Task to carry out: Set down the data below once more, precisely as it reads.

Data in this exercise:
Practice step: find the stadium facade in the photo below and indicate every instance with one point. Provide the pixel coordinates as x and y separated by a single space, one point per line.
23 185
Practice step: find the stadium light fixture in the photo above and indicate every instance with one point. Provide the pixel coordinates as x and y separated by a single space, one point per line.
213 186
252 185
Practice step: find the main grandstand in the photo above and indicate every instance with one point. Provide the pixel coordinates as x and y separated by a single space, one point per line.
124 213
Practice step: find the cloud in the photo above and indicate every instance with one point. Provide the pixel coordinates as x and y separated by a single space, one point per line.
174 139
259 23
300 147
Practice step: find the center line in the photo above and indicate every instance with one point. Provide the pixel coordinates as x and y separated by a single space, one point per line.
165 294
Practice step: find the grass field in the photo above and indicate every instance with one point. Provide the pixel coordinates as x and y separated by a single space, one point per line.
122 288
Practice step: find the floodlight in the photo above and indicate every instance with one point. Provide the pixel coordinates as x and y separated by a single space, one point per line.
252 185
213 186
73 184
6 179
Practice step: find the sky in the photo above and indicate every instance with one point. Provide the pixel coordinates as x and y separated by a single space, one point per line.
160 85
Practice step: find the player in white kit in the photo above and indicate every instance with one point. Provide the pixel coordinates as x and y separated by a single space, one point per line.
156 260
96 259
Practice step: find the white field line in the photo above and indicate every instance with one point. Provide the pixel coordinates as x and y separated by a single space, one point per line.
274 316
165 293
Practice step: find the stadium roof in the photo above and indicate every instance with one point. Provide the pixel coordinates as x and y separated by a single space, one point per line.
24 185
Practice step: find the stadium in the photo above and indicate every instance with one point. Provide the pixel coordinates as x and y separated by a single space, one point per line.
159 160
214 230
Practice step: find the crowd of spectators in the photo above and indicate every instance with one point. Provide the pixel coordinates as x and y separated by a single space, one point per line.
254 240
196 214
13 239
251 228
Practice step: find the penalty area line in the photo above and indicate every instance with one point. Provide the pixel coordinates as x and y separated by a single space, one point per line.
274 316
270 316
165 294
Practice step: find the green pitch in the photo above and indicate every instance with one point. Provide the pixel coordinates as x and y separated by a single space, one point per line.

Output of the task:
Practice step: find the stadium facade in the photo below and indicate every instance with one point. Provide the pixel coordinates as x and y separated by a single space, one point per line.
23 185
Practice step: find the stadium light fixture in the photo above and indicate every instance with one point. Provide the pixel coordinates as x and y separated by a single space, one point per line.
213 186
252 185
Practice step: find the main grandstand in the photo above and indicate every instance with one point. Provide the pixel coordinates as x and y separated by a single space, one point per line.
124 213
Practice step: find the cloud in the photo above and indicate every instance with one point. Provide the pixel coordinates as x and y separated by a single space, one point per line.
174 139
259 23
300 147
Practice step: find the center line in the photo above and indicate every instance with one point. Provide the pixel coordinates as x and y separated by a single space, one point per line.
165 294
Practice step: find the grass field in the photo above and indicate every instance with one point. Provide the pixel coordinates as x and y separated by a single space, one point per line.
122 288
Practice step: find the floodlight in the photo above and indicate every instance with one point. Provide the pixel coordinates as x and y separated by a single space, one point per line.
252 185
213 186
73 184
6 179
Practice step: find the sky in the photo above and indicate every instance with one point. Provide the pixel coordinates as x and y separated by a single space, one point per line.
160 85
Practice step: find the player in white kit in the photo above and indicate every instance with one point. Provide the pixel coordinates as x and y separated by a single space, one point per line.
156 260
96 259
Practice step: find the white field line in the photo above and indicate every instance with one point. Provide the pixel coordinates as x and y separated by a single space, one point per line.
274 316
165 293
Practice step: find the stadium roof in the photo above and indicate every instance with one point. Provide the pixel coordinates as x and y separated by a single space, one point per line.
24 185
Practice step: find the stadium in the photo above and indicate every instance with one point. Provide the pixel coordinates as x and y separated by a single space, one point per line.
159 160
214 230
Practice step: find the crowd of spectators in the photo above and indicate every instance with one point. Provide the pixel coordinates as x and y separated by a single space, one point per line.
254 240
196 214
13 239
251 228
Practice step: find the penalty area line in the photo above and indicate every instance with one point. Provide the pixel coordinates as x and y separated by a single space, one point per line.
274 316
270 316
165 294
Practice step: find the green pitch in the photo above and indicate every instance with one point. Provide the pixel coordinates as x and y separated by a single space, one point per line.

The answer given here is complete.